Please lay out the material below as a Markdown table with two columns, Row and Entry: one numbered row per line, skipping blank lines. Leave the pictures out of your answer.

== Information supplied ==
★ ★ ★
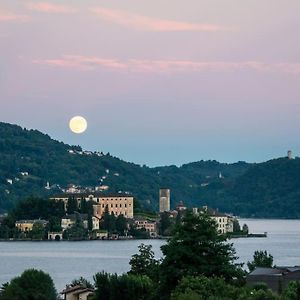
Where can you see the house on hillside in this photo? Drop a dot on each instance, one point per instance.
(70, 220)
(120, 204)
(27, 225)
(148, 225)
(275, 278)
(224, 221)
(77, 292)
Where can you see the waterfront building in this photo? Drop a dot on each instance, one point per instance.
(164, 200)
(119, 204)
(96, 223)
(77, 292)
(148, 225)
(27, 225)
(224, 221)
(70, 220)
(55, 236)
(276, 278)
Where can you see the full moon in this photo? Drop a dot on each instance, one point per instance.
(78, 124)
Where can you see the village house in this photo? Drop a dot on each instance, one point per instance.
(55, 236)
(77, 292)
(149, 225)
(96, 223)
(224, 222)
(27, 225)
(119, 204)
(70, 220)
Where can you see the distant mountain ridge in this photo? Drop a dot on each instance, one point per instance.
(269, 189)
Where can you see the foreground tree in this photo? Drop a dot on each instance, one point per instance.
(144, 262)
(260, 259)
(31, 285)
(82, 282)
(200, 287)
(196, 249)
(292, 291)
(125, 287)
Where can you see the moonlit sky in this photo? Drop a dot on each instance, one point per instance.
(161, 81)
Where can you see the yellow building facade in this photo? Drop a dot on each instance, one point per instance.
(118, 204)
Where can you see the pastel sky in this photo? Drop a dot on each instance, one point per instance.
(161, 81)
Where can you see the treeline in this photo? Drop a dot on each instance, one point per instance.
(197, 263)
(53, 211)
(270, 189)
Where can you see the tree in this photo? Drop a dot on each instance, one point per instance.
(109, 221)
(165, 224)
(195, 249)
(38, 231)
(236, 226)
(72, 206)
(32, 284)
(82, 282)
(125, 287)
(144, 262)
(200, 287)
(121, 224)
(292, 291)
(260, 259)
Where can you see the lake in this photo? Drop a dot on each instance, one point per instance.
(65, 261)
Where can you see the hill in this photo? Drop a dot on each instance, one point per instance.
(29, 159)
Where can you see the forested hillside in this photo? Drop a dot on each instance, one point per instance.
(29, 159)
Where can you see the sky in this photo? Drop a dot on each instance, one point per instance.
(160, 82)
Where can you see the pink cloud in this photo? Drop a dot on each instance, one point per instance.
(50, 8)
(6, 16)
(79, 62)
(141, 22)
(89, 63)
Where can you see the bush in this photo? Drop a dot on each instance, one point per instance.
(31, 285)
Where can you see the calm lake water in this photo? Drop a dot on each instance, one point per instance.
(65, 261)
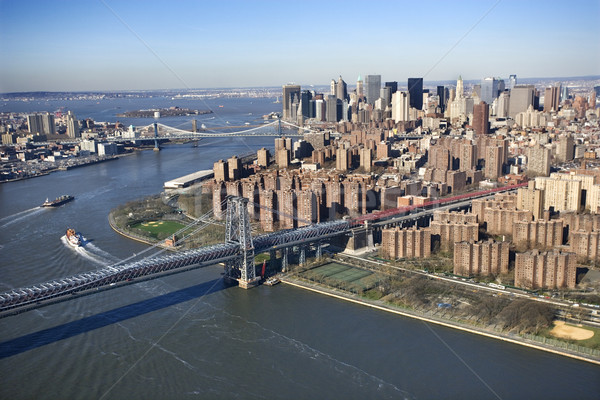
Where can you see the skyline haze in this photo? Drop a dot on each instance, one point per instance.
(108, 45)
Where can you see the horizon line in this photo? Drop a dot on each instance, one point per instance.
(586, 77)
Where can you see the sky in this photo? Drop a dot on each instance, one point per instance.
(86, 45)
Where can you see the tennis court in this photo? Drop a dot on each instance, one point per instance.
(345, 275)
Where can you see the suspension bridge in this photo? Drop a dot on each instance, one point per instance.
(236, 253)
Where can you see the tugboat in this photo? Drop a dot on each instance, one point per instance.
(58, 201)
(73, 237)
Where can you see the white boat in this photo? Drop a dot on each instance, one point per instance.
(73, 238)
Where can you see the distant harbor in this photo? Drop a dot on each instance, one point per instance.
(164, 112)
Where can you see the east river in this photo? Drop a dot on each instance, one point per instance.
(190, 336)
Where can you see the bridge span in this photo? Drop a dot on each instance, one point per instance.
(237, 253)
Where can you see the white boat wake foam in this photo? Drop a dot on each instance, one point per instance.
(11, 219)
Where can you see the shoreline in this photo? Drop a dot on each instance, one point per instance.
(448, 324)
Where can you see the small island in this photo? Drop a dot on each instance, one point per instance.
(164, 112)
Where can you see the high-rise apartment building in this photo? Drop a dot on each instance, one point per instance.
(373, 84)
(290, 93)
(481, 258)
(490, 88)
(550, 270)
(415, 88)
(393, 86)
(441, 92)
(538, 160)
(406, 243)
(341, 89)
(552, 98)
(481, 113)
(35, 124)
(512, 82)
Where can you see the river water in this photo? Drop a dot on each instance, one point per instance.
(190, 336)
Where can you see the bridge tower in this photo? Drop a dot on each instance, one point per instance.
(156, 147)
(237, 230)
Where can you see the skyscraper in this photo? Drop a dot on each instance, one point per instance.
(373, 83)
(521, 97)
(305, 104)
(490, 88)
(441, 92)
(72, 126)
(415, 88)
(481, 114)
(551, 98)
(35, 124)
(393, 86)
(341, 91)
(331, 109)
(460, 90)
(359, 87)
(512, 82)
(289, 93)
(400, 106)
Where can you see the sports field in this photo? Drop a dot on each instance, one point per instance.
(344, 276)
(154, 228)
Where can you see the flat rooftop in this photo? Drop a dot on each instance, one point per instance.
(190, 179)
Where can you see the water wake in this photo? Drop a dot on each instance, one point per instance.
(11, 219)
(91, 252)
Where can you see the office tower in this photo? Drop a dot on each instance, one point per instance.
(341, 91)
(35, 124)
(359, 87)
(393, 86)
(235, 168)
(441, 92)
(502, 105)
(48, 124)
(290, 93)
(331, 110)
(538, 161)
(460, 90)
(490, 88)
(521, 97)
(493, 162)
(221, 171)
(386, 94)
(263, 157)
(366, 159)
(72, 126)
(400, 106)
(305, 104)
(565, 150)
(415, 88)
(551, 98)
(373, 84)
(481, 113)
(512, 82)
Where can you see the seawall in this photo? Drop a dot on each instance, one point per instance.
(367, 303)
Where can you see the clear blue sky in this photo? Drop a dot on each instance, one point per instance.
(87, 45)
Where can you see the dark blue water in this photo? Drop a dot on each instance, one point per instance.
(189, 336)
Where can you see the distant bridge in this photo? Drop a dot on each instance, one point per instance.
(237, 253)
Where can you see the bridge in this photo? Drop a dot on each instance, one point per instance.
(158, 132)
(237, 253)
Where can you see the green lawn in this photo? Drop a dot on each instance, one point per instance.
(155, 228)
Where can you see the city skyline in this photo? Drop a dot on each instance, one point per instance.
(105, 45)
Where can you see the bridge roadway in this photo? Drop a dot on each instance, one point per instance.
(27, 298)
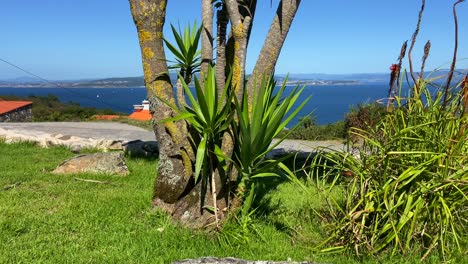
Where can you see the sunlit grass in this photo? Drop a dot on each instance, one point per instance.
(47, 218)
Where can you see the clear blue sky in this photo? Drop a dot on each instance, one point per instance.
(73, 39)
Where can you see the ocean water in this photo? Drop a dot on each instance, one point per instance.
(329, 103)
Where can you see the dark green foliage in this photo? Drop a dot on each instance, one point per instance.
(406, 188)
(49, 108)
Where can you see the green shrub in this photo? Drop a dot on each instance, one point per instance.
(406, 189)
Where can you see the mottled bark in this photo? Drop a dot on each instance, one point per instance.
★ ★ ★
== Reply ==
| Row | Entry |
|---|---|
| 1 | Where can you see the house on hillside in this photo? Drop a dot on each instance, one point per instance. |
| 2 | (70, 220) |
| 3 | (120, 204) |
| 4 | (27, 225) |
| 5 | (148, 225) |
| 6 | (275, 278) |
| 7 | (224, 221) |
| 8 | (77, 292) |
| 9 | Where can you see the waterfront building in this photo? Drop a dot on each instance, one point per instance. |
| 10 | (164, 200) |
| 11 | (119, 204) |
| 12 | (96, 223) |
| 13 | (77, 292) |
| 14 | (148, 225) |
| 15 | (27, 225) |
| 16 | (224, 221) |
| 17 | (70, 220) |
| 18 | (55, 236) |
| 19 | (276, 278) |
| 20 | Where can you see the full moon in this photo? Drop a dot on each instance, one point per instance. |
| 21 | (78, 124) |
| 22 | Where can you see the village house in this photo? Drop a dot on each instance, one point per instance. |
| 23 | (55, 236) |
| 24 | (77, 292) |
| 25 | (149, 225) |
| 26 | (96, 223) |
| 27 | (224, 222) |
| 28 | (27, 225) |
| 29 | (119, 204) |
| 30 | (70, 220) |
| 31 | Where can you see the distant mountain ridge in this photo? Drop a dot on each instance, one point per instance. |
| 32 | (269, 189) |
| 33 | Where can you see the foreground tree in this photo? Drop a dot on each instance, one point per instance. |
| 34 | (144, 262) |
| 35 | (260, 259) |
| 36 | (31, 285) |
| 37 | (82, 282) |
| 38 | (200, 287) |
| 39 | (196, 249) |
| 40 | (292, 291) |
| 41 | (125, 287) |
| 42 | Where can you see the moonlit sky in this photo? Drop a dot on each instance, one point per instance. |
| 43 | (161, 81) |
| 44 | Where can you see the yellow building facade in this photo? Drop a dot on each instance, one point per instance. |
| 45 | (118, 204) |
| 46 | Where can you see the pastel sky in this photo? Drop a dot on each instance, one point per instance. |
| 47 | (161, 81) |
| 48 | Where can you see the treeline in this photo? Drop a dot on each instance, one point per instance. |
| 49 | (197, 263) |
| 50 | (53, 211) |
| 51 | (270, 189) |
| 52 | Where can you see the tree in this photo? Drop a dot on each instance, one point per instance. |
| 53 | (109, 221) |
| 54 | (165, 224) |
| 55 | (195, 249) |
| 56 | (38, 231) |
| 57 | (236, 226) |
| 58 | (72, 206) |
| 59 | (32, 284) |
| 60 | (82, 282) |
| 61 | (125, 287) |
| 62 | (144, 262) |
| 63 | (200, 287) |
| 64 | (121, 224) |
| 65 | (292, 291) |
| 66 | (260, 259) |
| 67 | Where can you see the lake in this photo? Drop a dot on each instance, one point per instance. |
| 68 | (65, 261) |
| 69 | Where can you see the hill in this photo? Drop a dot on each instance, one point per instance. |
| 70 | (29, 159) |
| 71 | Where can you see the forested hillside in this photo? Drop a dot on each instance, one point per instance. |
| 72 | (29, 159) |
| 73 | Where can you see the sky in this photo? Drop a dot on each instance, one point per instance. |
| 74 | (160, 82) |
| 75 | Where can you see the pink cloud in this photo? Drop a dot on each instance, one point per instance. |
| 76 | (50, 8) |
| 77 | (6, 16) |
| 78 | (79, 62) |
| 79 | (141, 22) |
| 80 | (89, 63) |
| 81 | Where can you see the bush in this photo? Drop a dot on each instance, one point per instance. |
| 82 | (31, 285) |
| 83 | Where can you see the calm lake water in this photo? Drop a dot on each instance, one point per instance. |
| 84 | (65, 261) |
| 85 | Where can you see the skyline haze in this photo? Drop a dot on each instance, one point per instance. |
| 86 | (108, 45) |
| 87 | Where can you see the horizon line in this photo? Drop a dot on each instance, one point per instance. |
| 88 | (586, 77) |
| 89 | Where can you see the sky in this photo? Drop a dot on each instance, one point per instance. |
| 90 | (86, 45) |
| 91 | Where can you see the tennis court in this photo? Drop a dot on each instance, one point per instance. |
| 92 | (345, 275) |
| 93 | Where can you see the suspension bridge in this photo? Drop a dot on each instance, one point per instance. |
| 94 | (236, 253) |
| 95 | Where can you see the tugboat in this photo? Drop a dot on each instance, one point per instance. |
| 96 | (58, 201) |
| 97 | (73, 237) |
| 98 | Where can you see the white boat in this photo? Drop a dot on each instance, one point per instance. |
| 99 | (73, 238) |
| 100 | Where can you see the distant harbor in this photo? Drop a dot on each instance, one point per instance. |
| 101 | (164, 112) |
| 102 | Where can you see the east river in this photo? Drop a dot on each instance, one point per instance. |
| 103 | (190, 336) |
| 104 | Where can you see the bridge span in this photo? Drop a dot on each instance, one point per instance. |
| 105 | (237, 253) |
| 106 | Where can you see the white boat wake foam in this photo? Drop a dot on each instance, one point per instance. |
| 107 | (11, 219) |
| 108 | Where can you see the shoreline in this photo? Drop a dot on each instance, one point per instance. |
| 109 | (448, 324) |
| 110 | Where can you see the small island in this photo? Drop a dot on each instance, one point per instance. |
| 111 | (164, 112) |
| 112 | Where can you see the high-rise apartment building in this photo? Drop a dot on each instance, one point per instance. |
| 113 | (373, 84) |
| 114 | (290, 93) |
| 115 | (481, 258) |
| 116 | (490, 88) |
| 117 | (550, 270) |
| 118 | (415, 88) |
| 119 | (393, 86) |
| 120 | (441, 92) |
| 121 | (538, 160) |
| 122 | (406, 243) |
| 123 | (341, 89) |
| 124 | (552, 98) |
| 125 | (481, 113) |
| 126 | (35, 124) |
| 127 | (512, 82) |
| 128 | Where can you see the river water in this photo? Drop a dot on each instance, one point per instance. |
| 129 | (190, 336) |
| 130 | Where can you see the bridge tower in this photo? Drop a dot on each instance, one point per instance. |
| 131 | (156, 147) |
| 132 | (237, 230) |
| 133 | Where can you see the skyscraper in this photo? Drop a dot on each instance, one point per instance. |
| 134 | (373, 83) |
| 135 | (521, 97) |
| 136 | (305, 104) |
| 137 | (490, 88) |
| 138 | (441, 92) |
| 139 | (72, 126) |
| 140 | (415, 88) |
| 141 | (481, 114) |
| 142 | (551, 98) |
| 143 | (35, 124) |
| 144 | (393, 86) |
| 145 | (341, 91) |
| 146 | (331, 109) |
| 147 | (460, 90) |
| 148 | (359, 87) |
| 149 | (512, 82) |
| 150 | (289, 93) |
| 151 | (400, 106) |
| 152 | Where can you see the sports field in this photo? Drop a dot on each instance, one point per instance. |
| 153 | (344, 276) |
| 154 | (154, 228) |
| 155 | Where can you see the flat rooftop in this photo? Drop a dot on each instance, one point per instance. |
| 156 | (190, 179) |
| 157 | Where can you see the water wake in this photo? Drop a dot on each instance, one point per instance. |
| 158 | (11, 219) |
| 159 | (91, 252) |
| 160 | Where can you see the office tower in this photo? Drop a dot on each instance, one point per instance. |
| 161 | (341, 91) |
| 162 | (35, 124) |
| 163 | (359, 87) |
| 164 | (393, 86) |
| 165 | (235, 168) |
| 166 | (441, 92) |
| 167 | (502, 105) |
| 168 | (48, 124) |
| 169 | (290, 93) |
| 170 | (331, 110) |
| 171 | (538, 161) |
| 172 | (460, 90) |
| 173 | (490, 88) |
| 174 | (521, 97) |
| 175 | (493, 162) |
| 176 | (221, 171) |
| 177 | (386, 94) |
| 178 | (263, 157) |
| 179 | (366, 159) |
| 180 | (72, 126) |
| 181 | (400, 106) |
| 182 | (305, 104) |
| 183 | (565, 150) |
| 184 | (415, 88) |
| 185 | (551, 98) |
| 186 | (373, 84) |
| 187 | (481, 113) |
| 188 | (512, 82) |
| 189 | Where can you see the seawall in this photo? Drop a dot on each instance, one point per instance. |
| 190 | (367, 303) |
| 191 | Where can you see the clear blue sky in this photo? Drop a dot on each instance, one point per instance. |
| 192 | (87, 45) |
| 193 | Where can you see the dark blue water in this photo? Drop a dot on each instance, one point per instance. |
| 194 | (189, 336) |
| 195 | Where can you see the distant bridge in this photo? Drop a dot on each instance, one point per instance. |
| 196 | (237, 253) |
| 197 | Where can you see the bridge in this photo? Drop a dot on each instance, one point per instance. |
| 198 | (158, 132) |
| 199 | (237, 253) |
| 200 | Where can you see the green lawn in this photo? Drop a dot on each instance, one point per instance. |
| 201 | (155, 228) |
| 202 | Where can you see the city skyline in this photo? Drop a dot on each instance, one point per instance. |
| 203 | (105, 45) |
| 204 | Where can you see the bridge roadway in this photo? Drop a dot on each instance, one point per instance. |
| 205 | (27, 298) |
| 206 | Where can you see the sunlit grass in this photo? Drop a dot on each instance, one point per instance. |
| 207 | (47, 218) |
| 208 | Where can you see the clear blue sky in this photo? Drop a dot on each instance, one point per instance. |
| 209 | (73, 39) |
| 210 | Where can you see the ocean water in this photo? Drop a dot on each instance, one point per instance. |
| 211 | (329, 103) |
| 212 | Where can you see the dark green foliage in this photo? Drop a dot on each instance, one point per instance. |
| 213 | (406, 188) |
| 214 | (49, 108) |
| 215 | Where can you see the green shrub in this photo? Drop a dot on each instance, one point per instance. |
| 216 | (406, 189) |
| 217 | Where can you see the mottled bark in this photo? Drop a dot on each instance, one point per instance. |